EXCERPT TO READ:
★ ★ ★ ★ ★ ★ ★

The Selling Securityholders
may solicit offers to purchase the securities directly from, and it may sell such securities directly to, institutional investors or others.
In this case, no underwriters or agents would be involved. The terms of any of those sales, including the terms of any bidding or auction
process, if utilized, will be described in the applicable prospectus supplement.
It is possible that one
or more underwriters may make a market in our securities, but such underwriters will not be obligated to do so and may discontinue any
market making at any time without notice. We cannot give any assurance as to the liquidity of the trading market for our securities. Our
Common Stock and Public Warrants are listed on the NYSE under the symbols “BHIL” and “BHIL WS”, respectively.
The Selling Securityholders
may authorize underwriters, broker-dealers or agents to solicit offers by certain purchasers to purchase the securities at the public
offering price set forth in the prospectus supplement pursuant to delayed delivery contracts providing for payment and delivery on a specified
date in the future. The contracts will be subject only to those conditions set forth in the prospectus supplement, and the prospectus
supplement will set forth any commissions we or the Selling Securityholders pay for solicitation of these contracts.

★ ★ ★ ★ ★ ★ ★

CHALLENGE 1: Return the stretch of the records from the line containing "Each instance of the bay horse's ear" through the end of the records, both ends included, character for character, with the pictures left out.
The securities text and the records were drawn from unrelated sources.

MATERIAL FOR THE TASK:
★ ★ ★ ★ ★ ★ ★

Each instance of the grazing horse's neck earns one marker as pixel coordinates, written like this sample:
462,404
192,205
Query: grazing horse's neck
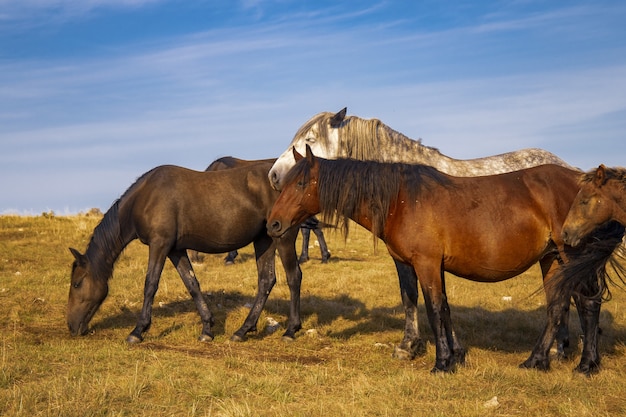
107,243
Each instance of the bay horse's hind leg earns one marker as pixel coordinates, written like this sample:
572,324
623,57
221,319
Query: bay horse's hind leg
288,257
412,344
265,252
185,270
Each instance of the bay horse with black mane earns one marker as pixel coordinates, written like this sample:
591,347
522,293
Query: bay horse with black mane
172,209
484,229
337,135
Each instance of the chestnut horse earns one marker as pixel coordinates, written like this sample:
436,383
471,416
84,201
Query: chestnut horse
172,209
484,229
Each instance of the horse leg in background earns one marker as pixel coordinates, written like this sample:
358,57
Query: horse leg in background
230,257
306,235
185,270
156,261
288,257
265,252
322,241
412,344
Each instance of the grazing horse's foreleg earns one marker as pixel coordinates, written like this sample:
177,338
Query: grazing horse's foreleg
589,314
288,257
306,235
156,261
412,344
185,270
265,250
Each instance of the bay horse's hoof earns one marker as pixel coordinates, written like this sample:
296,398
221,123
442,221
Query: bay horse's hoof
133,340
237,338
205,338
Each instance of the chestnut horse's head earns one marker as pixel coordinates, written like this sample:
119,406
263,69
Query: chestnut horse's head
86,294
299,197
592,207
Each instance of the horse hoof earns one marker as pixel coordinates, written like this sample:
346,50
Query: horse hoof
237,338
133,340
205,338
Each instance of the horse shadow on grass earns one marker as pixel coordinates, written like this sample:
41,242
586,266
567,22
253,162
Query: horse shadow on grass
510,330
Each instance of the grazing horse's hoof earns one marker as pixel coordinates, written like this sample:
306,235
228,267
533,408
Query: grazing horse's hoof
237,338
415,348
133,340
205,338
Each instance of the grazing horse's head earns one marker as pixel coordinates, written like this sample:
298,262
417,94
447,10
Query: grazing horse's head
299,198
86,294
320,133
594,205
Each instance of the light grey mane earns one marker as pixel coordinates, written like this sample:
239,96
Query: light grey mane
370,139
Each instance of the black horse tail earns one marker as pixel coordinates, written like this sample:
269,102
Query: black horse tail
600,261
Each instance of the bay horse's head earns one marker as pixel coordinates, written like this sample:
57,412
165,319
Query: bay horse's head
593,206
320,133
299,197
86,294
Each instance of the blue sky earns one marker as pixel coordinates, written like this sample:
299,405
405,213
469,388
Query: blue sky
93,93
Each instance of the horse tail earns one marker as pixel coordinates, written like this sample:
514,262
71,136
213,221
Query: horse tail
600,261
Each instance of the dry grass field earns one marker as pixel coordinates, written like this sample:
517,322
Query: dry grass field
340,364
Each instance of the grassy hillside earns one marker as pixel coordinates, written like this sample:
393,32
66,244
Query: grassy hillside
340,364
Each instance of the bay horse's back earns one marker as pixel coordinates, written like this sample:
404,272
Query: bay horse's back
196,208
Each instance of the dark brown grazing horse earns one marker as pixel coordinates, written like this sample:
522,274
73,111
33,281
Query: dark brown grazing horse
227,162
484,229
602,198
172,209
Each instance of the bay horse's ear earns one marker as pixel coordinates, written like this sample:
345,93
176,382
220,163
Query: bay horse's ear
296,154
338,118
600,177
80,258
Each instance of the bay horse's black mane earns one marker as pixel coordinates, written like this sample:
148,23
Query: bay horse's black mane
345,183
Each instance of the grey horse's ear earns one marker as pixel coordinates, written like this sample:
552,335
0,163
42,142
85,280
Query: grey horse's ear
338,118
309,155
296,155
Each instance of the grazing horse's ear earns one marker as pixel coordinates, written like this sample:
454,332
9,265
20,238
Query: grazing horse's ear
600,177
338,118
80,258
296,154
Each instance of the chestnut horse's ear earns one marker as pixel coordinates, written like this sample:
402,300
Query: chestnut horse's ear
309,155
296,154
338,118
600,177
80,258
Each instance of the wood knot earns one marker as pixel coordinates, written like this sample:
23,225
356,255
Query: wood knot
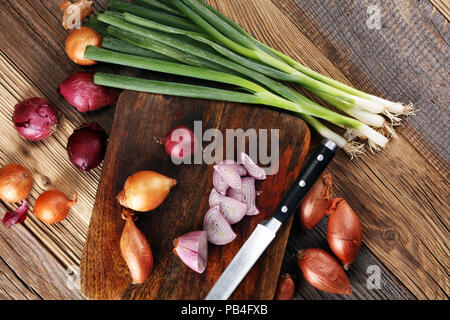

★ ★ ★ ★ ★ ★ ★

CHALLENGE 2:
Answer these about the excerpt on securities sales:
(a) Under what symbols are the Common Stock and Public Warrants listed on the NYSE?
(b) Where will the terms of any direct sales, including any bidding or auction process, be described?
(c) Whom may the Selling Securityholders authorize to solicit offers under delayed delivery contracts?

TASK RESPONSE 1:
Each instance of the bay horse's ear earns one marker as pixel coordinates, written like this sample:
345,93
176,382
220,163
Query: bay horse's ear
296,154
338,118
600,177
80,258
Each instance of the bay horse's black mane earns one marker as pixel coordinates, written like this sample:
148,23
Query: bay horse's black mane
345,183
Each instance of the grey horse's ear earns one marker as pixel coordinates, written like this sample:
552,335
0,163
42,142
85,280
Query: grey horse's ear
338,118
309,155
296,155
Each instance of the grazing horse's ear earns one marker as pixel coordinates, written like this sample:
454,332
9,265
20,238
Query: grazing horse's ear
600,177
338,118
80,258
296,154
Each instance of the chestnut horse's ear earns one marker as pixel coordinates, written like this sample:
402,300
Query: chestnut horse's ear
309,155
296,154
338,118
600,177
80,258
Each instance of the wood knot earns one marker as pixel coordinates, written like this sample:
23,225
356,255
Query: wood knot

TASK RESPONSE 2:
(a) "BHIL" and "BHIL WS", respectively.
(b) In the applicable prospectus supplement.
(c) Underwriters, broker-dealers or agents.